- **Esercizi**:
A - Trascrivi senza modifiche il passo del testo sulla demenza che comincia con «(Adnkronos) – Quando» e continua fino a «fare esercizio fisico.».
B - Elenca tutti gli strumenti per le pulizie di casa nominati nel testo sulla demenza.

- **Testo estratto**:
§

(Adnkronos) – Quando si avvicina il momento delle faccende domestiche, milioni e milioni di persone nel mondo si mettono in cerca di un buon motivo per armarsi di spugne, detersivi, scopa e stracci e scendere in campo in prima persona nella pulizia di pavimenti, fornelli, librerie. Quella spinta in più oggi la fornisce la scienza. Fare i mestieri di casa è infatti fra le attività fisiche e mentali che possono aiutare a ridurre non poco il rischio di demenza, del 21% secondo un nuovo studio pubblicato online su ‘Neurology’. Ma non solo. Anche chi ritiene di non essere tagliato per la vita da casalinghi ha una speranza. Nella lista delle abitudini ‘amiche’ di un cervello in salute infatti c’è anche altro: l’essere ‘mondani’, cioè dedicarsi a visite alla famiglia e passare del tempo con amici, e fare esercizio fisico.

§

- **Informazioni estratte**:
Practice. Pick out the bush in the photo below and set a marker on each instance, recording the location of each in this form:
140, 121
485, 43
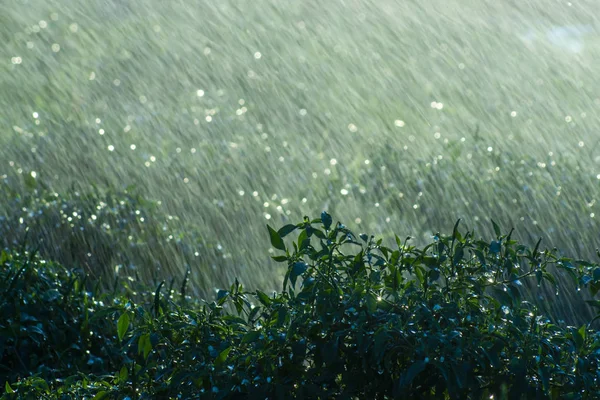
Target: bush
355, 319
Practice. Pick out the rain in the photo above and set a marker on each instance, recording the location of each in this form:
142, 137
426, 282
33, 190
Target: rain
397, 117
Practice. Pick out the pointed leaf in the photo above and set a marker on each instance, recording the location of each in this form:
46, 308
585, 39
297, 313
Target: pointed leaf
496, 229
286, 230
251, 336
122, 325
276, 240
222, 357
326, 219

§

- **Soluzioni**:
A -
(Adnkronos) – Quando si avvicina il momento delle faccende domestiche, milioni e milioni di persone nel mondo si mettono in cerca di un buon motivo per armarsi di spugne, detersivi, scopa e stracci e scendere in campo in prima persona nella pulizia di pavimenti, fornelli, librerie. Quella spinta in più oggi la fornisce la scienza. Fare i mestieri di casa è infatti fra le attività fisiche e mentali che possono aiutare a ridurre non poco il rischio di demenza, del 21% secondo un nuovo studio pubblicato online su ‘Neurology’. Ma non solo. Anche chi ritiene di non essere tagliato per la vita da casalinghi ha una speranza. Nella lista delle abitudini ‘amiche’ di un cervello in salute infatti c’è anche altro: l’essere ‘mondani’, cioè dedicarsi a visite alla famiglia e passare del tempo con amici, e fare esercizio fisico.

B - spugne, detersivi, scopa, stracci